* _What is required_: Edit all the records below by replacing "in the above interface" with "in the above image" wherever it occurs, changing nothing else. Give the edited lines back without the pictures.

[Rows from a dataset]
** BEGIN **

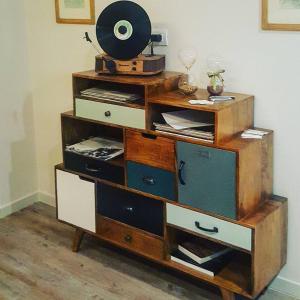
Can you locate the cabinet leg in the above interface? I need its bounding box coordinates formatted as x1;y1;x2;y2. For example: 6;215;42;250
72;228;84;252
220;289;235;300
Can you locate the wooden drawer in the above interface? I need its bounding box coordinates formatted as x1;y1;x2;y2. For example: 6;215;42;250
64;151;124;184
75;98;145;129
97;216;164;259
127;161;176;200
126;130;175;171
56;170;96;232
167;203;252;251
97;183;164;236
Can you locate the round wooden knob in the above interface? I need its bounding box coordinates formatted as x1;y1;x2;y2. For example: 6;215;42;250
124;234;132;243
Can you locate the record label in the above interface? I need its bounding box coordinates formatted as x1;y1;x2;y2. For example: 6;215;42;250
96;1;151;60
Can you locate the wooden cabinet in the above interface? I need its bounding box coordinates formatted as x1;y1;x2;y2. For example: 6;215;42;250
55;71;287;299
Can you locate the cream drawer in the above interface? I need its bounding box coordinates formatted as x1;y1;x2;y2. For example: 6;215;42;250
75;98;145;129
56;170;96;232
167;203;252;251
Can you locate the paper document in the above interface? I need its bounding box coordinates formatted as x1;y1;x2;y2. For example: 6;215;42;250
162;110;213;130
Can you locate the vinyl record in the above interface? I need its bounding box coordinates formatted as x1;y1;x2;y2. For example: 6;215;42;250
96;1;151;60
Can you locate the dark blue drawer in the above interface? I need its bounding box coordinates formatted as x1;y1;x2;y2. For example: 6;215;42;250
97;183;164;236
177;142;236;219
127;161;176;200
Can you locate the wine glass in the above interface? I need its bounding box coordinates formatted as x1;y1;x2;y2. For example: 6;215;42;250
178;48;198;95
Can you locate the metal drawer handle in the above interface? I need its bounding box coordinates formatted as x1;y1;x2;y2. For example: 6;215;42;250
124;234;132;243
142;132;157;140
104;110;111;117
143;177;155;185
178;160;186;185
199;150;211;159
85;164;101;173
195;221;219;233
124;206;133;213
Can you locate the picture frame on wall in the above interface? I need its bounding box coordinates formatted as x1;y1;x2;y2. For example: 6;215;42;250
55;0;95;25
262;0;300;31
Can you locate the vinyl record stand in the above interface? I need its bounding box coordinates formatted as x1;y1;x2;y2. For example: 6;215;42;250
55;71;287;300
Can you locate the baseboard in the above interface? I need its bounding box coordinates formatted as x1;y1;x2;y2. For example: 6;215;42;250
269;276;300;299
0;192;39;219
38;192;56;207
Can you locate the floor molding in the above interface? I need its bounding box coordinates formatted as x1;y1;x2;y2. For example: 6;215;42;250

** END **

* _Correct response_:
Can you locate the cabinet leg in the above image? I need its bounding box coordinates formatted as x1;y1;x2;y2. For example: 6;215;42;250
72;228;84;252
220;289;235;300
Can you locate the wooden drawer in the above image? I need its bounding box coordinates formatted as x1;y1;x2;y2. For example: 6;215;42;250
64;151;124;184
75;98;145;129
97;216;164;259
127;161;176;200
126;130;175;171
56;170;96;232
167;203;252;251
97;183;164;236
Can you locate the round wooden knob in the above image? I need its bounding box coordinates formatted as x1;y1;x2;y2. For example: 6;215;42;250
124;234;132;243
Can you locate the record label in the above image? I need its bounding box coordinates formatted as x1;y1;x2;y2. For example: 6;215;42;250
96;1;151;60
Can you locate the wooden cabinet in the above image? I need its bounding box coordinates formatted as x1;y1;x2;y2. For example: 6;215;42;250
55;71;287;299
Can you locate the cream drawer in the above image? I need its bounding box coordinates formatted as x1;y1;x2;y2. For example: 6;215;42;250
75;98;145;129
56;170;96;232
167;203;252;251
Can you locate the paper document in the above image? I need its bounding box coordinates formatted as x1;y1;x2;y2. For example: 6;215;42;250
162;110;213;130
Can you locate the vinyl record in the above image? I need its bounding box coordinates formatted as x1;y1;x2;y2. For example: 6;215;42;250
96;1;151;60
Can you locate the dark blue drawer in the above image? I need its bounding box coordinates formatted as x1;y1;x2;y2. For example: 6;215;42;250
97;183;164;236
177;142;236;219
127;161;176;200
Can you locate the wine glass in the above image? I need its bounding box coordinates formatted as x1;y1;x2;y2. For example: 6;215;42;250
178;48;198;95
Can you locate the metal drawer handle in the above image? I need its bounding box coordinates formatted as x1;y1;x2;y2. For example: 6;215;42;250
124;234;132;243
142;132;157;140
104;110;111;117
143;177;155;185
178;160;186;185
199;150;211;159
85;164;101;173
195;221;219;233
124;206;133;213
Can you locate the picture frame on wall in the above image? I need its bounding box coordinates formatted as x1;y1;x2;y2. For example: 6;215;42;250
55;0;95;25
262;0;300;31
Can you locate the vinyl record stand in the above image? I need its bounding box coordinates formatted as x1;y1;x2;y2. For example: 6;215;42;250
55;71;287;300
Can you locate the baseboard in the above image? I need its bounding box coordinates formatted as x1;y1;x2;y2. For example: 6;215;42;250
269;276;300;299
0;192;39;219
38;192;56;207
Can you locate the floor molding in the above image? I need its bounding box coordinates formatted as x1;y1;x2;y2. For example: 6;215;42;250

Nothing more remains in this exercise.